## Begin

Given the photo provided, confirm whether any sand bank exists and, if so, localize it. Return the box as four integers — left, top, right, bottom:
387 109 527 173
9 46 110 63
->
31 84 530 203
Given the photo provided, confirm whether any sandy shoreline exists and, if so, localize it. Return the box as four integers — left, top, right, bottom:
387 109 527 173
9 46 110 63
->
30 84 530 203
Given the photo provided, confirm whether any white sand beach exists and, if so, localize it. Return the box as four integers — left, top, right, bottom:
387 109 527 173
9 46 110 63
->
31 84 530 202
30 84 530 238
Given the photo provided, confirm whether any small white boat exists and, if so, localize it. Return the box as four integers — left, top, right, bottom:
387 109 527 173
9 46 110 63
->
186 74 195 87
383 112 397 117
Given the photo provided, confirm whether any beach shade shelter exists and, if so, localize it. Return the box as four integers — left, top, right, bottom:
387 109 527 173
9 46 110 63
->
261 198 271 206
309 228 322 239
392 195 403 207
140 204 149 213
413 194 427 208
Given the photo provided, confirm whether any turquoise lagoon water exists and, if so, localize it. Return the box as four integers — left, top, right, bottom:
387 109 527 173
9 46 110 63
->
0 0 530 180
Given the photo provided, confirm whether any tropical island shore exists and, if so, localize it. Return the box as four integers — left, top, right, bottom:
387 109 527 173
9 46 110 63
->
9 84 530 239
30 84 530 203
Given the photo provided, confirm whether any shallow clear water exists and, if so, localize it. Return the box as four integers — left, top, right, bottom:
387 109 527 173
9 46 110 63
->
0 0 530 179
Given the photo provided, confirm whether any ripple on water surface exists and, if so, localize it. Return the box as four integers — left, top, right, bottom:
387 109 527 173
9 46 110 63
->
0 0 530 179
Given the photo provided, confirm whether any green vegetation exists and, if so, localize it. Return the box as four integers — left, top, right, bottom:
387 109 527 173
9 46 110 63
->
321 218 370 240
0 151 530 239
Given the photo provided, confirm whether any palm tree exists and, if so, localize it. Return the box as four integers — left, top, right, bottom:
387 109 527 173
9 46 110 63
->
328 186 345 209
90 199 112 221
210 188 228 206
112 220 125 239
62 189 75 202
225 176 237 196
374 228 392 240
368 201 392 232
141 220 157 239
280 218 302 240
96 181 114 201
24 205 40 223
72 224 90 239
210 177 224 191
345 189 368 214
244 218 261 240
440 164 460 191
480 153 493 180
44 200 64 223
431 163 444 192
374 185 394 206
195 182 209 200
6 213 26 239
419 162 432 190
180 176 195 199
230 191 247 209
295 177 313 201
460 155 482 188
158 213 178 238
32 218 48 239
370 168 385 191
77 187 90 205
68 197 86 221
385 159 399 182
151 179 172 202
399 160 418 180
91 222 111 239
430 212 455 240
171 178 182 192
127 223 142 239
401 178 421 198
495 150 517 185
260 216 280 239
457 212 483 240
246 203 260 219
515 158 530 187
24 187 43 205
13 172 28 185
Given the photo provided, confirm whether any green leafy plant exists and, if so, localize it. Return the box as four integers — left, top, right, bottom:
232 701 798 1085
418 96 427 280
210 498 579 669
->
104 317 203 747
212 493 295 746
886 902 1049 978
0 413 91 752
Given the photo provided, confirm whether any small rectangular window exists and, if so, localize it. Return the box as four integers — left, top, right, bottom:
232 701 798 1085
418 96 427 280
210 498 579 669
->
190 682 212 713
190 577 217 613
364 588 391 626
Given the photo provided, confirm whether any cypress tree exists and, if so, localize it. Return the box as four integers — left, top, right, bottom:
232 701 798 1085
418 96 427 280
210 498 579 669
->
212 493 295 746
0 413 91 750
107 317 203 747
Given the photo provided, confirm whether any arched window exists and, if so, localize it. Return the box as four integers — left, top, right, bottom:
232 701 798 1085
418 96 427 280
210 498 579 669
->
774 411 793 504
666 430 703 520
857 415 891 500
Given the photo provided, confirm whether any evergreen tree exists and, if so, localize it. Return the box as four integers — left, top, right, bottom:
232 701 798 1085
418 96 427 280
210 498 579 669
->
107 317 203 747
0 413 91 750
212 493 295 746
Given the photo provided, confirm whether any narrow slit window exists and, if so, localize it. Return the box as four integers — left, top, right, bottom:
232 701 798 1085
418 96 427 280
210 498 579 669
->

## End

* Your goal: Rewrite every line of the rows above as a Markdown table with two columns, "Number" and "Line". Give each line's number in "Number" and the line in "Line", and leave out blank lines.

* Task answer:
| Number | Line |
|---|---|
| 1 | Given the photo provided, confirm whether any sand bank exists and, if so, localize it. Return the box as four integers — left, top, right, bottom: |
| 2 | 387 109 527 173 |
| 3 | 9 46 110 63 |
| 4 | -> |
| 5 | 31 84 530 203 |
| 6 | Given the photo provided, confirm whether any sandy shoreline exists and, if so, localize it. Return the box as four integers — left, top, right, bottom: |
| 7 | 387 109 527 173 |
| 8 | 9 46 110 63 |
| 9 | -> |
| 10 | 30 84 530 203 |
| 11 | Given the photo provided, confirm whether any white sand beach exists and, if so, localize it. Return the box as four integers — left, top, right, bottom: |
| 12 | 387 109 527 173 |
| 13 | 9 46 110 63 |
| 14 | -> |
| 15 | 31 84 530 202 |
| 16 | 30 84 530 238 |
| 17 | Given the photo provided, confirm whether any small white boat exists and, if so, localize it. Return the box as four integers — left, top, right, bottom: |
| 18 | 387 109 527 173 |
| 19 | 9 46 110 63 |
| 20 | -> |
| 21 | 186 74 195 87 |
| 22 | 383 112 397 117 |
| 23 | Given the photo provided, confirm whether any beach shade shelter exists and, if so, localize it. Return the box as four integers — left, top, right, bottom: |
| 24 | 387 109 527 173 |
| 25 | 9 46 110 63 |
| 26 | -> |
| 27 | 261 198 271 206 |
| 28 | 309 228 322 239 |
| 29 | 392 195 403 207 |
| 30 | 140 204 149 213 |
| 31 | 413 194 427 208 |
| 32 | Given the photo provided, confirm whether any turquoise lagoon water exists and, if so, localize it. Return the box as four integers — left, top, right, bottom: |
| 33 | 387 109 527 173 |
| 34 | 9 46 110 63 |
| 35 | -> |
| 36 | 0 0 530 180 |
| 37 | Given the photo provided, confirm whether any tropical island shore exists and, if so, localize it. Return the box as four integers — left, top, right, bottom: |
| 38 | 387 109 527 173 |
| 39 | 9 46 110 63 |
| 40 | -> |
| 41 | 9 84 530 239 |
| 42 | 30 84 530 203 |
| 43 | Given the photo provided, confirm whether any shallow clear water exists and, if so, localize it. Return the box as four integers — left, top, right, bottom: |
| 44 | 387 109 527 173 |
| 45 | 9 46 110 63 |
| 46 | -> |
| 47 | 0 0 530 179 |
| 48 | Given the photo provided, confirm whether any ripple on water surface exists and, if so, localize it. Return the box as four integers — left, top, right, bottom: |
| 49 | 387 109 527 173 |
| 50 | 9 46 110 63 |
| 51 | -> |
| 52 | 0 0 530 179 |
| 53 | Given the photo provided, confirm whether any green vegetation exists and, if so, localize it. Return the box as four integers — left, top, right, bottom: |
| 54 | 387 109 527 173 |
| 55 | 9 46 110 63 |
| 56 | -> |
| 57 | 321 218 370 240 |
| 58 | 0 151 530 239 |
| 59 | Given the photo provided, confirm whether any palm tree exists and, if so, localize it. Return the box as four integers — left, top, right, bottom: |
| 60 | 387 109 527 173 |
| 61 | 9 46 110 63 |
| 62 | -> |
| 63 | 328 186 345 209 |
| 64 | 90 199 112 221 |
| 65 | 210 188 228 206 |
| 66 | 112 220 125 239 |
| 67 | 62 189 75 202 |
| 68 | 225 176 237 196 |
| 69 | 374 228 392 240 |
| 70 | 368 201 392 232 |
| 71 | 141 220 157 239 |
| 72 | 280 218 302 240 |
| 73 | 96 181 114 201 |
| 74 | 24 205 40 223 |
| 75 | 72 224 90 239 |
| 76 | 210 177 224 191 |
| 77 | 345 189 368 214 |
| 78 | 244 218 261 240 |
| 79 | 440 164 460 191 |
| 80 | 480 153 493 180 |
| 81 | 44 200 64 223 |
| 82 | 431 163 444 192 |
| 83 | 374 185 394 206 |
| 84 | 195 182 209 200 |
| 85 | 6 213 26 239 |
| 86 | 419 162 432 190 |
| 87 | 180 176 195 199 |
| 88 | 230 191 247 209 |
| 89 | 295 177 313 201 |
| 90 | 460 155 482 188 |
| 91 | 158 213 178 238 |
| 92 | 32 218 48 239 |
| 93 | 370 168 385 191 |
| 94 | 77 187 90 205 |
| 95 | 68 197 86 221 |
| 96 | 385 159 399 182 |
| 97 | 151 179 172 202 |
| 98 | 399 160 418 180 |
| 99 | 91 222 111 239 |
| 100 | 430 212 455 240 |
| 101 | 171 178 182 192 |
| 102 | 127 223 142 239 |
| 103 | 401 178 421 198 |
| 104 | 495 150 517 185 |
| 105 | 260 216 280 239 |
| 106 | 457 212 483 240 |
| 107 | 246 203 260 219 |
| 108 | 515 158 530 187 |
| 109 | 24 187 43 205 |
| 110 | 13 172 28 185 |
| 111 | Given the photo provided, confirm whether any green leafy plant exists and, if so, localize it. Return the box as four integers — left, top, right, bottom: |
| 112 | 232 701 798 1085 |
| 113 | 418 96 427 280 |
| 114 | 210 498 579 669 |
| 115 | -> |
| 116 | 104 317 203 747 |
| 117 | 212 493 295 746 |
| 118 | 886 902 1049 978 |
| 119 | 0 413 91 752 |
| 120 | Given the photo provided, confirm whether any small rectangular window exists and, if so, localize it. Return the box as four integers — left, top, right, bottom: |
| 121 | 232 701 798 1085 |
| 122 | 418 96 427 280 |
| 123 | 210 498 579 669 |
| 124 | -> |
| 125 | 190 682 212 713 |
| 126 | 190 577 217 613 |
| 127 | 364 588 391 626 |
| 128 | Given the photo provided, confirm whether any cypress tree exists and, if so, localize it. Return the box as four integers — left, top, right, bottom: |
| 129 | 232 701 798 1085 |
| 130 | 418 96 427 280 |
| 131 | 210 498 579 669 |
| 132 | -> |
| 133 | 212 493 295 746 |
| 134 | 0 413 91 750 |
| 135 | 107 317 203 747 |
| 136 | Given the photo provided, confirm whether any arched window exists and, if so, localize it. Return the box as four integers — left, top, right, bottom: |
| 137 | 232 701 798 1085 |
| 138 | 418 96 427 280 |
| 139 | 210 498 579 669 |
| 140 | -> |
| 141 | 774 411 793 504 |
| 142 | 666 430 703 520 |
| 143 | 857 415 891 500 |
| 144 | Given the photo provided, confirm whether any evergreen tree exists and, if so, localize it. Return the box as four integers — left, top, right, bottom: |
| 145 | 232 701 798 1085 |
| 146 | 418 96 427 280 |
| 147 | 210 498 579 669 |
| 148 | -> |
| 149 | 107 317 203 747 |
| 150 | 0 413 91 750 |
| 151 | 212 493 295 746 |
| 152 | Given the photo provided, confirm whether any narrow slit window exists and, if so, localize it. Return the box as four integers — left, top, right, bottom: |
| 153 | 232 701 798 1085 |
| 154 | 418 96 427 280 |
| 155 | 210 498 579 669 |
| 156 | -> |